** start Task material **

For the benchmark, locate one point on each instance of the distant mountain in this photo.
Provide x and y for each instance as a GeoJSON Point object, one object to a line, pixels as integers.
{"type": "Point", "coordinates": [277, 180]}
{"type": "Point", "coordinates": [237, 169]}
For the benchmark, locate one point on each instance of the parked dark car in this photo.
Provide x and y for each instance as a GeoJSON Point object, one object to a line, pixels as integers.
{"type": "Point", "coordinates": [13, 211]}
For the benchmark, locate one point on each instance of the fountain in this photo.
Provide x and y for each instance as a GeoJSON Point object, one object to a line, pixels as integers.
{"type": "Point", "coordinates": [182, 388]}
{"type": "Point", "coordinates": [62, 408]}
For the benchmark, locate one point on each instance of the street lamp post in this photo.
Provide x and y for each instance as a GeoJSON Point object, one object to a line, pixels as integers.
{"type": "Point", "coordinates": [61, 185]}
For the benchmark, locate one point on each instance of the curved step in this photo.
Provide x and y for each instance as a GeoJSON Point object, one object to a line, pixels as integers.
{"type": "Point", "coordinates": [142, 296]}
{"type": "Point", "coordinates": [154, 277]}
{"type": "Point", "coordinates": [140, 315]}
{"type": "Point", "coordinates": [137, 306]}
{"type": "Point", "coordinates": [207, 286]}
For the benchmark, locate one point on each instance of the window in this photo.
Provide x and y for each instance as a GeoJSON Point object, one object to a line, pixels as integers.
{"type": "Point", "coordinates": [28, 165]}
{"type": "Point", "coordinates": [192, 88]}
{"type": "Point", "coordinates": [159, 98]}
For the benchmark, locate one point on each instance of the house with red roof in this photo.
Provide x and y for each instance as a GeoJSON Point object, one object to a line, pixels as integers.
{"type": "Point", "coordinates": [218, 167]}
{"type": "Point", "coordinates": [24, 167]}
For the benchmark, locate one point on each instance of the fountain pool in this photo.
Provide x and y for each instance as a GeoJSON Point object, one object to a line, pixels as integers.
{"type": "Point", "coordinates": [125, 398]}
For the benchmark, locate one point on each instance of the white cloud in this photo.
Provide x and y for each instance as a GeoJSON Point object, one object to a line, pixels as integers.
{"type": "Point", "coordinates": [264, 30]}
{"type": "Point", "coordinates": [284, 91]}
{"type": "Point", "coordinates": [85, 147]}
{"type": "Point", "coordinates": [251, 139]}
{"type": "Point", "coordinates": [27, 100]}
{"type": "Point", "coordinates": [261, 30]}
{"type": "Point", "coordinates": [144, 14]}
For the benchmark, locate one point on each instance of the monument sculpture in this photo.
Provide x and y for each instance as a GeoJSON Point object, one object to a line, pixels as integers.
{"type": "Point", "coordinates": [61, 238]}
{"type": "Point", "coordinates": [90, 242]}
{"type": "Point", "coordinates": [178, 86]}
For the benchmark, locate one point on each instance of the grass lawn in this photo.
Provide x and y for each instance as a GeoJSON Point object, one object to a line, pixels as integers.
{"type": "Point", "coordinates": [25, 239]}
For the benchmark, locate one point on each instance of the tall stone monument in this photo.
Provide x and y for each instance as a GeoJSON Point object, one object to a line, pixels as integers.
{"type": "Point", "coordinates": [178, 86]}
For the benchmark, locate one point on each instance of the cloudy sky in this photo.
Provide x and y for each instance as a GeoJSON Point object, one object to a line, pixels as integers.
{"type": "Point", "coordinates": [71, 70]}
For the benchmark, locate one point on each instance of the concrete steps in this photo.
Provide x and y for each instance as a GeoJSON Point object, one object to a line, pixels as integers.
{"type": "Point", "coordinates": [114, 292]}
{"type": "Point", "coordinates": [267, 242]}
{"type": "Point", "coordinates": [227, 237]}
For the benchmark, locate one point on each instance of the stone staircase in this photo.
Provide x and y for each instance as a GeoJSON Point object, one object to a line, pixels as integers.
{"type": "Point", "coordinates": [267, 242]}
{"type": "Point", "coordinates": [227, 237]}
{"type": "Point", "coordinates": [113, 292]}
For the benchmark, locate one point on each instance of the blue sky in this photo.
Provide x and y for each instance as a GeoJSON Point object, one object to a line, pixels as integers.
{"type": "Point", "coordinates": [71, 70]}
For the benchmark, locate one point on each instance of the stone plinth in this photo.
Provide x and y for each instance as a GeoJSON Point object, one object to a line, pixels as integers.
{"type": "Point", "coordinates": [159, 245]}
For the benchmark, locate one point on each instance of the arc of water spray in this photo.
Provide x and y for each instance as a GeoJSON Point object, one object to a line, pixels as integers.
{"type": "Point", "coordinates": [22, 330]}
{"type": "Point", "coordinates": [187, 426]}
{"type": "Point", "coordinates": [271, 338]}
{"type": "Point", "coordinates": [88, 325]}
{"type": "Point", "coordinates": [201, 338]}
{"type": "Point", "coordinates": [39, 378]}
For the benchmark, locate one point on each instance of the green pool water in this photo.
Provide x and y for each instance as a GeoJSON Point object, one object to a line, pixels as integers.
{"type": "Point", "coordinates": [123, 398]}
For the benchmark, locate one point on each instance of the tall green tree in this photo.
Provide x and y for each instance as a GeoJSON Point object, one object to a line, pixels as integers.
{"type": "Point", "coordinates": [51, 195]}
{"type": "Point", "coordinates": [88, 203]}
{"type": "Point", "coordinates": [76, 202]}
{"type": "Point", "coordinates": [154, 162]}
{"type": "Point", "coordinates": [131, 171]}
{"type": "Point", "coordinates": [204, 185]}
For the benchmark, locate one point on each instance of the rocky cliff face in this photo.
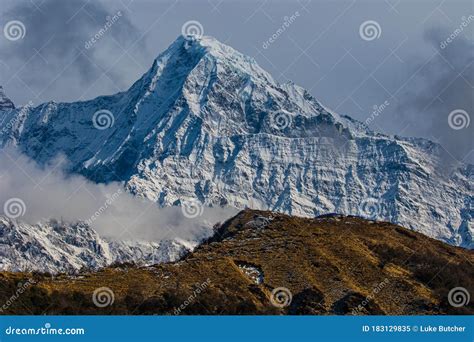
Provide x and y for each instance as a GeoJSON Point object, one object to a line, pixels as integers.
{"type": "Point", "coordinates": [207, 123]}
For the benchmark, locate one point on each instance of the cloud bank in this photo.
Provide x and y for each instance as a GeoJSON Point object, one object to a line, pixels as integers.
{"type": "Point", "coordinates": [32, 193]}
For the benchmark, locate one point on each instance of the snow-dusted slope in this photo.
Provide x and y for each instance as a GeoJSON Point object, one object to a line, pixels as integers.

** end Task material **

*Instruction*.
All the records need to be repeated exactly, with the images dropped.

*Output below*.
For the benchmark, locate one point on each instance of the distant mountain in this photo.
Provide x and y for each instance as a GeoJSON Point object, one object to a line, pixels as integers.
{"type": "Point", "coordinates": [277, 180]}
{"type": "Point", "coordinates": [237, 169]}
For the benchmark, locate one point on each instance of the parked dark car in this photo.
Provide x and y for each instance as a GeoJSON Point object, one object to a line, pixels as integers.
{"type": "Point", "coordinates": [13, 211]}
For the benchmark, locate one point on each instance of the fountain in this photo.
Provide x and y for each instance as a GeoJSON Point object, one object to a line, pixels as integers.
{"type": "Point", "coordinates": [182, 388]}
{"type": "Point", "coordinates": [62, 408]}
For the benchmark, locate one point on each instance of the street lamp post in this photo.
Provide x and y for each instance as a GeoJSON Point object, one object to a line, pixels as integers.
{"type": "Point", "coordinates": [61, 185]}
For the benchmark, locate one point on each instance of the curved step in this photo.
Provide x and y for each instance as a GeoJSON Point object, one object to a line, pixels as integers.
{"type": "Point", "coordinates": [142, 296]}
{"type": "Point", "coordinates": [154, 277]}
{"type": "Point", "coordinates": [140, 315]}
{"type": "Point", "coordinates": [137, 306]}
{"type": "Point", "coordinates": [207, 286]}
For the benchmark, locate one point on each instance of the window in this photo.
Provide x and y for each instance as a GeoJSON Point object, one object to a line, pixels as integers.
{"type": "Point", "coordinates": [28, 165]}
{"type": "Point", "coordinates": [192, 88]}
{"type": "Point", "coordinates": [159, 98]}
For the benchmark, locate one point on each instance of the house with red roof in this photo.
Provide x and y for each instance as a GeoJSON Point object, one object to a line, pixels as integers.
{"type": "Point", "coordinates": [218, 167]}
{"type": "Point", "coordinates": [24, 167]}
For the benchmark, locate one point on each instance of the fountain pool in this photo.
Provide x and y for each instance as a GeoJSON Point object, one object to a line, pixels as integers.
{"type": "Point", "coordinates": [125, 398]}
For the benchmark, locate one point on each instance of the white cloud in this photo.
Provide x and y for each instance as a GeoJSON Point object, one object to a line, pixels as integers.
{"type": "Point", "coordinates": [264, 30]}
{"type": "Point", "coordinates": [284, 91]}
{"type": "Point", "coordinates": [85, 147]}
{"type": "Point", "coordinates": [251, 139]}
{"type": "Point", "coordinates": [27, 100]}
{"type": "Point", "coordinates": [261, 30]}
{"type": "Point", "coordinates": [144, 14]}
For the benchmark, locate one point on each instance of the monument sculpture in this photo.
Provide x and y for each instance as a GeoJSON Point object, one object to a line, pixels as integers.
{"type": "Point", "coordinates": [61, 238]}
{"type": "Point", "coordinates": [90, 242]}
{"type": "Point", "coordinates": [178, 86]}
For the benchmark, locate one point on each instance of the grass lawn in this photo.
Provide x and y for each instance as a GeoJSON Point object, one object to a line, pixels as integers.
{"type": "Point", "coordinates": [25, 239]}
For the benchmark, locate one point on each instance of the tall stone monument in this photo.
Provide x and y for each instance as a GeoJSON Point object, one object to a line, pixels as integers.
{"type": "Point", "coordinates": [178, 86]}
For the benchmark, locate one point on each instance of the cloudy sky in this photo.
Provide x and y for each instance as a GeoJSON Point object, one object to a line, pixels as integers.
{"type": "Point", "coordinates": [71, 70]}
For the benchmark, locate one point on each instance of the concrete steps in this photo.
Provide x and y for each instance as a GeoJSON Point object, one object to a line, pixels as integers.
{"type": "Point", "coordinates": [114, 292]}
{"type": "Point", "coordinates": [267, 242]}
{"type": "Point", "coordinates": [227, 237]}
For the benchmark, locate one point on each instance of the stone staircase in this photo.
Provide x and y for each instance as a GeoJSON Point object, one object to a line, pixels as integers.
{"type": "Point", "coordinates": [267, 242]}
{"type": "Point", "coordinates": [227, 237]}
{"type": "Point", "coordinates": [113, 292]}
For the benchmark, locate one point on each instance of the blue sky in this photo.
Provide x and y for each instance as a GeoJSON Point object, one object to a line, pixels as integers.
{"type": "Point", "coordinates": [71, 70]}
For the benchmark, locate one point on each instance of the stone plinth in this photo.
Provide x and y for each instance as a GeoJSON Point object, one object to a line, pixels as integers.
{"type": "Point", "coordinates": [159, 245]}
For the benchmark, locate one point on each instance of the arc of water spray in this photo.
Provide x and y for each instance as a GeoJSON Point object, one object to a line, pixels as integers.
{"type": "Point", "coordinates": [22, 330]}
{"type": "Point", "coordinates": [187, 426]}
{"type": "Point", "coordinates": [271, 338]}
{"type": "Point", "coordinates": [88, 325]}
{"type": "Point", "coordinates": [201, 338]}
{"type": "Point", "coordinates": [39, 378]}
For the benchmark, locate one point on each instance of the green pool water in this photo.
Provide x and y for each instance as a GeoJSON Point object, one object to a line, pixels as integers.
{"type": "Point", "coordinates": [123, 398]}
For the benchmark, locate one point on each instance of the tall green tree in this photo.
Provide x and y for each instance as a GeoJSON Point object, one object to a line, pixels as integers.
{"type": "Point", "coordinates": [51, 195]}
{"type": "Point", "coordinates": [88, 203]}
{"type": "Point", "coordinates": [76, 202]}
{"type": "Point", "coordinates": [154, 162]}
{"type": "Point", "coordinates": [131, 171]}
{"type": "Point", "coordinates": [204, 185]}
For the benchmark, locate one point on each instance of the rocky cliff face in this photo.
Provide x and y for each instance as a GeoJSON Point object, one object to a line, pixels as integers.
{"type": "Point", "coordinates": [207, 123]}
For the benchmark, locate one point on each instance of the cloud bank in this photo.
Provide x and y for each instance as a GeoJSON Point object, one object to a line, pixels as integers.
{"type": "Point", "coordinates": [32, 193]}
For the benchmark, locate one point on each instance of the snow-dusted slope in this photo.
Provide x and y for each instance as a GeoJSON Point object, one object to a line, pixels as integers.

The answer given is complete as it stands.